■ **取り組む課題**:
a - 雲楼の紹介文について、次の(i)〜(iii)が内容と一致するかを「はい」か「いいえ」で答え、判断の根拠となる語句を本文からそのまま引用しなさい。(i)《悦》は雲楼で最も人気の高い風月主である。(ii)《悦》は入内の命を受けて《捨担》と離れた。(iii)《真聖》は《悦》を脅して二人を引き離そうとする。
b - 雲楼の紹介文の最後の文に続けて、その先を書き継ぎなさい。

■ **本文抜粋**:
——————————

男性妓生が身分の高い女性に喜びを与え、接待をする場所があった。そこが《雲楼》(ウンル)だ。 それぞれの事情を抱いて雲楼に集まった男たち。 彼らを風と月の主人、《風月主》と呼んだ。

雲楼で最も人気の高い風月主の《悦》(ヨル)は血の改革の中心に立った女王《真聖》の絶対的な寵愛を受けているが、彼の心は雲楼の仲間であり長年の友人である《捨担》(サダム)に向かっている。《真聖》は《悦》に権力と天下を約束して入内を命じるが《悦》は《捨担》と離れず、これを知った《真聖》は《捨担》を脅し、二人を引き離そうとする。

手に入れることのできないものを掴もうとしていた《悦》と《捨担》そして《真聖》。彼らは果して誰を、何を選択するのだろうか。

——————————

■ **データ欄**:

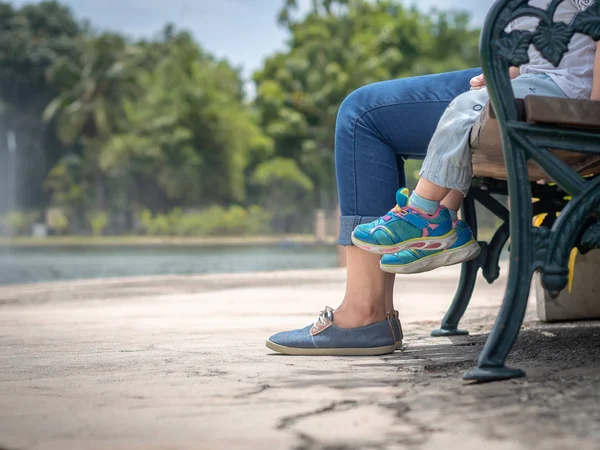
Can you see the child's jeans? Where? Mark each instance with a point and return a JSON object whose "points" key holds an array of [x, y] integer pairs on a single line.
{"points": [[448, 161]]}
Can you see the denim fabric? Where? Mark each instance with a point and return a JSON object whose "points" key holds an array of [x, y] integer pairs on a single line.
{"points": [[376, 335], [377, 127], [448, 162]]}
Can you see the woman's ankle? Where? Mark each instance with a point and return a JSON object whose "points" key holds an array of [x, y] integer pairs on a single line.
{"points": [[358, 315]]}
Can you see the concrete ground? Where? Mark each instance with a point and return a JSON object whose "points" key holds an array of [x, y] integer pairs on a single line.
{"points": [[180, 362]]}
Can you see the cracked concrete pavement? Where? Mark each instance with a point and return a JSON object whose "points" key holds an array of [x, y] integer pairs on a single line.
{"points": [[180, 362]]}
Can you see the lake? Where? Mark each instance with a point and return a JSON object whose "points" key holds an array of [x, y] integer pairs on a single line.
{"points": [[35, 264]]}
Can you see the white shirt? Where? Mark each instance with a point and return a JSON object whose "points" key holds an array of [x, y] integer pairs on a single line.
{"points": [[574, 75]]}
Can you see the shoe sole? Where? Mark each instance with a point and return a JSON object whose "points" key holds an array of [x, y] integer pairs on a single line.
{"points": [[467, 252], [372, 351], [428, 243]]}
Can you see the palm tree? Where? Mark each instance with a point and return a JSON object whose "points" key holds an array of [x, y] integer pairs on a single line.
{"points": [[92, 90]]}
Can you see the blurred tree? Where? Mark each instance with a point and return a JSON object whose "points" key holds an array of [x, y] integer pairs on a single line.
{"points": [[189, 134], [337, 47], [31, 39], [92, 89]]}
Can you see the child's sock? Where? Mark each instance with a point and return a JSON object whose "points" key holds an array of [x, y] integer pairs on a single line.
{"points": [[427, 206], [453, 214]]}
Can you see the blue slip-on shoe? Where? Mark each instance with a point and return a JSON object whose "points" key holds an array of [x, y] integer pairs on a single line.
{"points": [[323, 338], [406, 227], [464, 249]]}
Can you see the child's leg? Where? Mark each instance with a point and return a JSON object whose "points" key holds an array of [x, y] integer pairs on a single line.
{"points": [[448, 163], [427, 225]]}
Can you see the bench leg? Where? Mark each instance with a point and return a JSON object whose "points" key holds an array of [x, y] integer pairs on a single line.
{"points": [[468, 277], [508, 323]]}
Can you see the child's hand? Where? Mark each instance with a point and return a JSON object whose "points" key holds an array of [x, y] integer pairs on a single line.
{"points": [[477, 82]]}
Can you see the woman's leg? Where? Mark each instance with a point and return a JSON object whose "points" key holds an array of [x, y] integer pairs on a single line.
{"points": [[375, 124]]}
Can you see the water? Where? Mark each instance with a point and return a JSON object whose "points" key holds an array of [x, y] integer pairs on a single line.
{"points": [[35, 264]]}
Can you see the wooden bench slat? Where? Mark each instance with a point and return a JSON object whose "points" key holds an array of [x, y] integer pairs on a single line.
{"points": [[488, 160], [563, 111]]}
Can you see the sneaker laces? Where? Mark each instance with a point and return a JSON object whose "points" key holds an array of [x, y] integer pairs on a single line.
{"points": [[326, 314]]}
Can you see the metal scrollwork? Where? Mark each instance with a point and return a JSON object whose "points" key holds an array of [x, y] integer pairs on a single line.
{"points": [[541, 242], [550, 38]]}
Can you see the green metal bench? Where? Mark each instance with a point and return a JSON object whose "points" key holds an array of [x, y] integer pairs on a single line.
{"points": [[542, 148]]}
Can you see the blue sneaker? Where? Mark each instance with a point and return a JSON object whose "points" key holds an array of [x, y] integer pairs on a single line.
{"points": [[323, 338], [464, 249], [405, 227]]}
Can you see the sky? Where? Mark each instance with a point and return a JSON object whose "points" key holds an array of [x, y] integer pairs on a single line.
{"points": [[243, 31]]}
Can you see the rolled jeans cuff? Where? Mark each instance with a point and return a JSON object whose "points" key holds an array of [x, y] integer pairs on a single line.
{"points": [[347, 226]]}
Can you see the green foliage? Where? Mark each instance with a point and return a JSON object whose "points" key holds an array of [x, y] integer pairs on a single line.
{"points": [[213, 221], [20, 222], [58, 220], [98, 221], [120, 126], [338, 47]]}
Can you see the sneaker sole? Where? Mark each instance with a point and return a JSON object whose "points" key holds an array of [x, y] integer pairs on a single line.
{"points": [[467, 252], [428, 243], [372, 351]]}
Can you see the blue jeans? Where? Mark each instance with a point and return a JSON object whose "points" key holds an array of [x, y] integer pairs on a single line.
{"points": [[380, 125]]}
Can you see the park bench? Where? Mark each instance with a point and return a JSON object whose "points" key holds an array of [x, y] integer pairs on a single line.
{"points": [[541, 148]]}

——————————

■ **課題の解答**:
a -
(i) はい。「雲楼で最も人気の高い風月主の《悦》(ヨル)」
(ii) いいえ。「《悦》は《捨担》と離れず」
(iii) いいえ。「《真聖》は《捨担》を脅し」

b -
 あらすじでは特に触れられていませんが、『風月主』は新羅朝鮮半島統一国家だった時代を舞台にしたお話。登場人物の一人である真聖女王は実際に在位していた新羅の女王の名前です。女性の地位が比較的高かった新羅。真聖女王はそんな新羅の最後の女王でした。

 「風月主」とは眉目秀麗、文武両道な高貴な身分の青年達を集めた花郎ファラン)の中でも特に優秀な者たちに与えられた称号。しかし、「花郎」という言葉は時代とともに作中のヨルやサダムのような男性妓生を表す言葉に変容していったようです。新羅の時代から見れば後世の「花郎」の設定が取り入れられている『風月主』。完全に余談ですが、実は私自身が朝鮮半島の歴史モノに初めて触れたのが、若かりし頃は花郎徒だった新羅の金庾信(キム・ユシン)将軍1を主人公の相手役に据えた金蓮花さんの少女小説、銀葉亭茶話シリーズの『舞姫打鈴』だったりするのでなんだか少し感慨深いです。

 『風月主』はウェブ漫画としてもメディア展開されているようです。こちらは未見ですが、ミュージカルの物語のバックストーリーを理解したり、物語の世界観をさらに堪能するのによさそう。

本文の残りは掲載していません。